Data section start

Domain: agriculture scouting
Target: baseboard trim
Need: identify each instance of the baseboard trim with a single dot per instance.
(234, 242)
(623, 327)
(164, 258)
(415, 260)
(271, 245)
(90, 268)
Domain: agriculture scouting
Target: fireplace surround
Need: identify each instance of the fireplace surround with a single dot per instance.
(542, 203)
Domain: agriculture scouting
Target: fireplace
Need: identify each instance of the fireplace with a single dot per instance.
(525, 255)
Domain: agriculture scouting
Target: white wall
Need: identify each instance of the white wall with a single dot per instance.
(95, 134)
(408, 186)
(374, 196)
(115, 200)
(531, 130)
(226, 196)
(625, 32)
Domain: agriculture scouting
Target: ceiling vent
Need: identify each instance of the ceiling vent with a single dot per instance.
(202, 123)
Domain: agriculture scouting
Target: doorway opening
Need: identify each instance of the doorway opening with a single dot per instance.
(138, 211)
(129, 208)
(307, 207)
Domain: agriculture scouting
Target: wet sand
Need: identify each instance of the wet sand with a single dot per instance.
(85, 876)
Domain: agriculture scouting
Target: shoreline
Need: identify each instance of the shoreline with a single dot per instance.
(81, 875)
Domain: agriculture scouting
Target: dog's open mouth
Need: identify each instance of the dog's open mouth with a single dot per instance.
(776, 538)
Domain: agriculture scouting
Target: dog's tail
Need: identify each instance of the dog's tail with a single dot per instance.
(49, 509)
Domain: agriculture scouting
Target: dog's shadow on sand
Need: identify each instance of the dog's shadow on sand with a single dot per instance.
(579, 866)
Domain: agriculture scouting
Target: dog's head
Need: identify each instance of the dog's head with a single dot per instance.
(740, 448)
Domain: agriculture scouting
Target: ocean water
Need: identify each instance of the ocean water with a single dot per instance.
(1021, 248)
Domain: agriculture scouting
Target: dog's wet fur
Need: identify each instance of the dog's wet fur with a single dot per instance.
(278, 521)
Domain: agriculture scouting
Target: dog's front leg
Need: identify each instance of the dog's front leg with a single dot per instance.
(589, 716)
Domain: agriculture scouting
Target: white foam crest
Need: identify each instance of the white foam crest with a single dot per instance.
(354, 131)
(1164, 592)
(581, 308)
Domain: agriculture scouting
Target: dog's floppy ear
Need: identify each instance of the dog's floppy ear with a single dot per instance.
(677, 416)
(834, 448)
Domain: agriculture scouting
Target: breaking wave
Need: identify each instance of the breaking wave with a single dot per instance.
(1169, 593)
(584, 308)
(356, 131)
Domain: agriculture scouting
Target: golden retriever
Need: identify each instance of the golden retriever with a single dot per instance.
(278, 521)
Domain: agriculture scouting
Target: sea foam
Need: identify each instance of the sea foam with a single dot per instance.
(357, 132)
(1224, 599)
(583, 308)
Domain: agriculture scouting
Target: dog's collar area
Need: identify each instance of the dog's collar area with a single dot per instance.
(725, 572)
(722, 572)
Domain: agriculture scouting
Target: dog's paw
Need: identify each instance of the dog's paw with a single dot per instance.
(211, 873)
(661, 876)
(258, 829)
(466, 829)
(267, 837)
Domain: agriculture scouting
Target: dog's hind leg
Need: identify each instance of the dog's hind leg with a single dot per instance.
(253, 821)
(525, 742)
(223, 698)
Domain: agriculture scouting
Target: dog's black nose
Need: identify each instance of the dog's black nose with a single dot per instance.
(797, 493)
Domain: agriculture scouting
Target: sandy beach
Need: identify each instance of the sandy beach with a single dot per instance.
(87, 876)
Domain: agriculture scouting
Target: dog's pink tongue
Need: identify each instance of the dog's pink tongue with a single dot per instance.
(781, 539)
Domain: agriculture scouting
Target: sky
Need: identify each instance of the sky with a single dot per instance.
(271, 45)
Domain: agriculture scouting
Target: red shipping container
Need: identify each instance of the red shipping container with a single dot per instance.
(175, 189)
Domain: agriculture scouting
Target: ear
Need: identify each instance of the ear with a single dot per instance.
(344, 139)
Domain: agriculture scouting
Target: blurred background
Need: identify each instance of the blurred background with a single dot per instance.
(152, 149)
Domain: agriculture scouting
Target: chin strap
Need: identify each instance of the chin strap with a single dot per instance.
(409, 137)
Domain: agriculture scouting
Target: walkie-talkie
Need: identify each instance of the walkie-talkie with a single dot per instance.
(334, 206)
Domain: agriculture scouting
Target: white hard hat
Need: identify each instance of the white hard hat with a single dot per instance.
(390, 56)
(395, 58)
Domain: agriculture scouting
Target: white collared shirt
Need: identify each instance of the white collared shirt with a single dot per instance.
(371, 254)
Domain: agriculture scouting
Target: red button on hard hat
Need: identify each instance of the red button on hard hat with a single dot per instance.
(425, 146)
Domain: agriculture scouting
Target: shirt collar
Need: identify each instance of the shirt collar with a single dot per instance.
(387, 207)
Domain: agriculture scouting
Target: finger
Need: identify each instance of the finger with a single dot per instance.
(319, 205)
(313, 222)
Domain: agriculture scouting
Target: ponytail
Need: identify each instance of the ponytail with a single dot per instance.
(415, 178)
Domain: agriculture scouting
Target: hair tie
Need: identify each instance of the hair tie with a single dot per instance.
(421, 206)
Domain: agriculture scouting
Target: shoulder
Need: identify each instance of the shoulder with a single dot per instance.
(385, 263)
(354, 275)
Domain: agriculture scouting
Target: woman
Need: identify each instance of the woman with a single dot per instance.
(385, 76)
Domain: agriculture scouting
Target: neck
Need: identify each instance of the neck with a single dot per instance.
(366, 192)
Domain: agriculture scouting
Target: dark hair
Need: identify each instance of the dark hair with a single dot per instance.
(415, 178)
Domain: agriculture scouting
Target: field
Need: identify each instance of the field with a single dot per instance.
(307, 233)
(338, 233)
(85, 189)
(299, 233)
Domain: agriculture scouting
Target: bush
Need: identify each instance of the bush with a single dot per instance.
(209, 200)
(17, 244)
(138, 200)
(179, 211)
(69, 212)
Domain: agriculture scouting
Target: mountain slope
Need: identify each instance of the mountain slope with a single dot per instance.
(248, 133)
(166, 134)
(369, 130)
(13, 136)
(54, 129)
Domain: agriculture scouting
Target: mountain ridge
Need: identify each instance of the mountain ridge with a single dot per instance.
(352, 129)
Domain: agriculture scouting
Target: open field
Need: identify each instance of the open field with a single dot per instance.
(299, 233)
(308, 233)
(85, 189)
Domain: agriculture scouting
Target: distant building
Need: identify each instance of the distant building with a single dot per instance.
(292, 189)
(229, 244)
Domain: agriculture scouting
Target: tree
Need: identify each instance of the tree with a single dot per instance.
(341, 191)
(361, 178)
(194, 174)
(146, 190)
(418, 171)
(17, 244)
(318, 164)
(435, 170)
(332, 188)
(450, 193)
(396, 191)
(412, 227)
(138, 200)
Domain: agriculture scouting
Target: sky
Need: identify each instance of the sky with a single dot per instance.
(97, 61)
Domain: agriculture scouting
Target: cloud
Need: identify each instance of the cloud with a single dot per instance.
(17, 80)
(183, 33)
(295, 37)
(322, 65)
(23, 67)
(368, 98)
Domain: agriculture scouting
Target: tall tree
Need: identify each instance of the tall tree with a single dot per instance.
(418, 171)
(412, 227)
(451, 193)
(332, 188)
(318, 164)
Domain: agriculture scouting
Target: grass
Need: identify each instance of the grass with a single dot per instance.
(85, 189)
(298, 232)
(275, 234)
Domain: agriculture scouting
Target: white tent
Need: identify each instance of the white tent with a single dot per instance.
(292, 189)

Data section end

● **Work instructions**: Give back every line of the material, exactly as written.

● **Response for this exercise**:
Domain: agriculture scouting
Target: baseboard trim
Need: identify each instance of the baseboard trim with a single dot per instance.
(234, 242)
(623, 327)
(164, 258)
(415, 260)
(271, 245)
(90, 268)
Domain: agriculture scouting
Target: fireplace surround
Need: identify each instance of the fireplace surround with a single dot per instance.
(542, 203)
Domain: agriculture scouting
Target: fireplace
Need: identify each instance of the fireplace with a single dot per instance.
(525, 255)
Domain: agriculture scouting
Target: white wall
Need: identify each instance of the white wall with a single dot per instance.
(95, 134)
(408, 186)
(374, 196)
(115, 200)
(531, 130)
(226, 196)
(625, 32)
Domain: agriculture scouting
Target: ceiling vent
Need: identify each instance of the ceiling vent with a single dot per instance.
(202, 123)
Domain: agriculture scouting
Target: doorway opening
Need: identify each instance of the doorway opening with a single dot per instance.
(138, 211)
(129, 208)
(307, 207)
Domain: agriculture scouting
Target: wet sand
Need: identify each instance of the wet sand with a single dot per instance.
(85, 876)
Domain: agriculture scouting
Target: shoreline
Need: identify each instance of the shoreline with a single dot per instance.
(81, 875)
Domain: agriculture scouting
Target: dog's open mouth
Need: identify each instance of the dog's open mouth with a single dot per instance.
(776, 538)
Domain: agriculture scouting
Target: dog's tail
Need: identify each instance of the dog's tail with a single dot per instance.
(49, 509)
Domain: agriculture scouting
Target: dog's shadow on sand
Need: identify each instance of the dog's shadow on sand with a single dot per instance.
(579, 866)
Domain: agriculture scouting
Target: dog's head
Need: identify each instance of the dog's head with a single dot per instance.
(740, 448)
Domain: agriculture scouting
Target: ocean water
Need: identify each instance of the ocean water with a single dot per instance.
(1021, 248)
Domain: agriculture scouting
Target: dog's wet fur
Need: identify each instance of the dog's wet fur with a single dot per instance.
(278, 521)
Domain: agriculture scouting
Target: dog's front leg
Need: identify each instance of the dog's front leg with a single dot per instance.
(589, 716)
Domain: agriculture scouting
Target: white foam crest
Need: identify each instance of the white foam crest with a single dot per instance.
(354, 131)
(1164, 592)
(581, 308)
Domain: agriculture scouting
Target: dog's floppy ear
Need: identify each instance of the dog's floppy ear with a single dot per instance.
(677, 416)
(834, 448)
Domain: agriculture scouting
Target: breaking wave
Need: identify each instance of the breaking wave with a single dot per instance.
(1169, 593)
(584, 308)
(356, 131)
Domain: agriculture scouting
Target: golden retriever
Need: identify each instance of the golden retriever with a single dot per instance.
(278, 521)
Domain: agriculture scouting
Target: sea foam
Need: identify each instance of the sea foam with a single dot per instance.
(357, 132)
(1224, 599)
(583, 308)
Domain: agriculture scouting
Target: dog's collar area
Need: identify each instance of the dog's collar area with a single dot per instance.
(725, 572)
(722, 572)
Domain: agriculture scouting
Target: dog's paw
Need: identify each instance of the dog's paw with a single dot per instance.
(211, 873)
(661, 876)
(258, 829)
(466, 829)
(267, 837)
Domain: agriculture scouting
Target: dog's hind leg
Need: identify each instance of the dog's hind leg with a single dot per instance.
(253, 821)
(525, 742)
(223, 698)
Domain: agriculture scouting
Target: dog's black nose
Need: identify each instance of the dog's black nose with a single dot per instance.
(797, 493)
Domain: agriculture scouting
Target: sandy beach
Need: identify each instance of the sandy beach with a single dot per instance.
(87, 876)
Domain: agriculture scouting
Target: dog's pink tongue
Need: identify each instance of the dog's pink tongue with a single dot per instance.
(781, 539)
Domain: agriculture scouting
Target: sky
Need: identify each instance of the sky with a single dot per instance.
(271, 45)
Domain: agriculture scouting
Target: red shipping container
Need: identify each instance of the red shipping container with a single dot per instance.
(175, 189)
Domain: agriculture scouting
Target: ear
Need: identify each instance of the ear with a single dot per instance.
(344, 139)
Domain: agriculture scouting
Target: blurred background
Need: identify each instance of the blurred background with a single dot per instance.
(152, 149)
Domain: agriculture scouting
Target: chin strap
Need: identify each instance of the chin strap with a single dot per instance.
(409, 137)
Domain: agriculture scouting
Target: walkie-talkie
Need: identify each instance of the walkie-talkie with a single dot per instance.
(334, 206)
Domain: agriculture scouting
Target: white hard hat
Need: identify each instance of the white hard hat with a single dot per instance.
(390, 56)
(395, 58)
Domain: agriculture scouting
Target: white collared shirt
Need: identify each instance of the white collared shirt with a single dot per instance.
(371, 254)
Domain: agriculture scouting
Target: red button on hard hat
Need: identify each instance of the red button on hard hat with a single dot per instance.
(425, 146)
Domain: agriculture scouting
Target: shirt collar
Need: identify each instance of the shirt collar with a single dot per instance.
(387, 207)
Domain: agriculture scouting
Target: finger
Need: identify each instance of the finger with a single dot per instance.
(319, 205)
(313, 222)
Domain: agriculture scouting
Target: ponytail
Need: identify each instance of the ponytail with a single dot per instance.
(415, 178)
Domain: agriculture scouting
Target: hair tie
Need: identify each instance of the hair tie with a single dot per instance.
(421, 206)
Domain: agriculture scouting
Target: shoulder
Need: identify each instance of the shoulder with a single dot per instance.
(385, 263)
(354, 275)
Domain: agriculture scouting
Target: woman
Need: identify each instance of the woman with a single dot per instance.
(385, 76)
Domain: agriculture scouting
Target: neck
Need: identify each instance of the neck with a single dot per instance.
(366, 192)
Domain: agriculture scouting
Target: dark hair
Need: identify each instance of the dark hair with a single dot per instance.
(415, 178)
Domain: agriculture scouting
Target: field
Need: identify each instance of the field with a single dot per instance.
(307, 233)
(338, 233)
(85, 189)
(299, 233)
Domain: agriculture scouting
Target: bush
Need: identify each instance of the bush with a single dot per instance.
(209, 200)
(17, 244)
(138, 200)
(179, 211)
(69, 212)
Domain: agriculture scouting
Target: mountain slope
Need: identify each instance of the mountain slope with a single dot per instance.
(248, 133)
(166, 134)
(369, 130)
(13, 136)
(54, 129)
Domain: agriculture scouting
Target: mountain ridge
Need: identify each instance of the mountain ridge with a single dot per instance.
(352, 129)
Domain: agriculture scouting
Target: open field
Need: identify each instance of the open field with a single dot per instance.
(299, 233)
(308, 233)
(85, 189)
Domain: agriculture scouting
Target: distant building
Need: identify each instance of the distant building with a single dot per instance.
(292, 189)
(229, 244)
Domain: agriculture scouting
Target: tree
Need: identify each instance of the tree with a single dot per instance.
(341, 191)
(361, 178)
(194, 174)
(146, 190)
(418, 171)
(17, 244)
(318, 164)
(435, 170)
(332, 188)
(450, 193)
(396, 191)
(412, 227)
(138, 200)
Domain: agriculture scouting
Target: sky
Need: identify each instance of the sky with a single dot per instance.
(97, 61)
Domain: agriculture scouting
Target: cloud
Need: identify each instance of the cloud with a single dot per instance.
(17, 80)
(183, 33)
(295, 37)
(322, 65)
(23, 67)
(368, 98)
Domain: agriculture scouting
Target: tall tree
Need: identify each instance of the tall tree with a single dot per instance.
(418, 171)
(412, 227)
(451, 193)
(332, 188)
(318, 164)
Domain: agriculture scouting
Target: grass
Need: identify each instance of the grass with a single dot per instance.
(85, 189)
(298, 232)
(275, 234)
Domain: agriculture scouting
Target: white tent
Need: identify each instance of the white tent with a single dot per instance.
(292, 189)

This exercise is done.